What to work on
Your task is to write out exactly the lines from the line containing "Task: find the tree in" through the end of the records, inclusive at both ends.

********************

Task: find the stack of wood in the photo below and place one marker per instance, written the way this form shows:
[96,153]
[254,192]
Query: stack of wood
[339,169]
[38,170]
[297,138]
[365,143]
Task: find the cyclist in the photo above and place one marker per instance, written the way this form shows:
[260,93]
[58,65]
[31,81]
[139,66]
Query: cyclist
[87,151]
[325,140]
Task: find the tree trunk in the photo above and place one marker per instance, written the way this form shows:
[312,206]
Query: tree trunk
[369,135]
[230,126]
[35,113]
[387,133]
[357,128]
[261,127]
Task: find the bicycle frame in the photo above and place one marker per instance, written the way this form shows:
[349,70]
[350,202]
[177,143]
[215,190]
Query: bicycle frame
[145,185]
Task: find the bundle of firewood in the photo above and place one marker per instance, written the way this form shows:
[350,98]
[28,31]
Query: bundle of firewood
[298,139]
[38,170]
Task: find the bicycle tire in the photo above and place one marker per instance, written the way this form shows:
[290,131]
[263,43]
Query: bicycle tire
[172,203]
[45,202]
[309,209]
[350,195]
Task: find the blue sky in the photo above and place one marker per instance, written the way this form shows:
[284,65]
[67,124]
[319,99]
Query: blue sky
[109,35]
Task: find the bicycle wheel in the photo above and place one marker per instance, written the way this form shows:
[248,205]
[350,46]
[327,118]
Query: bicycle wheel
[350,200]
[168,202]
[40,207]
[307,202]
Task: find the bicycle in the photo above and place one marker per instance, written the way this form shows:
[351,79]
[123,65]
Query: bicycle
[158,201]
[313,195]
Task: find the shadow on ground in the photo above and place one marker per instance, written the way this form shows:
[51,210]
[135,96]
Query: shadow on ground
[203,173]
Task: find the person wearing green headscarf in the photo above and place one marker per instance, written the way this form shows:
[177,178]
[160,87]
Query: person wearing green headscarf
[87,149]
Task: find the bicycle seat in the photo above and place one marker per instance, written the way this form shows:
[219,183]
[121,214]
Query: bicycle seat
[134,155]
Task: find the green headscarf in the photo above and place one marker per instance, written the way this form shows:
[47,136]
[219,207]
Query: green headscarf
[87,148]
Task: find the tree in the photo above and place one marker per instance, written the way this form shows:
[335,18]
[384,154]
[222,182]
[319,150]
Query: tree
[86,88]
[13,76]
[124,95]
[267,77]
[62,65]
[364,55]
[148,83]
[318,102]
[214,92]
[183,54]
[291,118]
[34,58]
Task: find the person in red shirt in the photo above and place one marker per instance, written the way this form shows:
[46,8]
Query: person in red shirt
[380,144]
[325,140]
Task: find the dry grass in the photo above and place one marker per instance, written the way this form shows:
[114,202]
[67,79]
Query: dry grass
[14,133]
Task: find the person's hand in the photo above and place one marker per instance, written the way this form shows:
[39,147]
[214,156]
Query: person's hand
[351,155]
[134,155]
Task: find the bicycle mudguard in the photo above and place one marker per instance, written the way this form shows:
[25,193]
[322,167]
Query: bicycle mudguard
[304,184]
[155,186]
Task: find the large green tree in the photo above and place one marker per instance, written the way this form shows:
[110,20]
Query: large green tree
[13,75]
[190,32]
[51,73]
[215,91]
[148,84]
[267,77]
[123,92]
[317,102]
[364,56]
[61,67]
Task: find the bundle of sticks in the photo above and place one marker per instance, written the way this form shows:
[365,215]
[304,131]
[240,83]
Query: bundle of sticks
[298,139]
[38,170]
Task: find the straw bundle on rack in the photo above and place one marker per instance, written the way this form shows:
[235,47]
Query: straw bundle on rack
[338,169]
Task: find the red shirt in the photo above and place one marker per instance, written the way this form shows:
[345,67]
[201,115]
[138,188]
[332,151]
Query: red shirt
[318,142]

********************

Answer below
Task: find the tree in the photo above and place one marker per instance, written the way this form shows:
[335,18]
[384,154]
[222,182]
[319,150]
Query: tree
[86,88]
[13,76]
[124,95]
[267,77]
[62,65]
[364,55]
[148,83]
[318,102]
[214,92]
[183,54]
[291,118]
[34,58]
Task: find the person in red shirt in the photo above and place one marker per instance, written the way this form shows:
[46,8]
Query: person in red shirt
[380,144]
[325,140]
Task: find the dry grass in the photo above and place one marker per instance, written the way this form shows:
[114,202]
[67,79]
Query: dry grass
[14,133]
Task: find the person's hand in the photo above and place one marker per instance, written the way this form shows:
[39,147]
[214,156]
Query: person's hand
[351,155]
[134,155]
Task: find the bicycle mudguard in the photo above and place one marker per instance, written the way this form shows:
[25,193]
[322,167]
Query: bicycle mudguard
[304,184]
[155,186]
Task: find the large green tree in the photo above and place one marker per instance, written the way this form shows:
[110,20]
Query: large green tree
[13,75]
[190,32]
[51,73]
[215,91]
[148,84]
[267,77]
[123,92]
[317,102]
[364,56]
[61,67]
Task: find the bundle of sticks in the photo above and place one marker per instance, written the way this form shows:
[365,215]
[304,131]
[240,83]
Query: bundle of sticks
[298,139]
[38,170]
Task: find the straw bundle on rack in the photo above and place one marker per instance, written the way this form shows:
[235,47]
Query: straw bundle on rack
[338,169]
Task: find the red shirt in the photo above and place one marker per instance, written the way this form shows:
[345,67]
[201,115]
[138,188]
[332,151]
Query: red shirt
[318,142]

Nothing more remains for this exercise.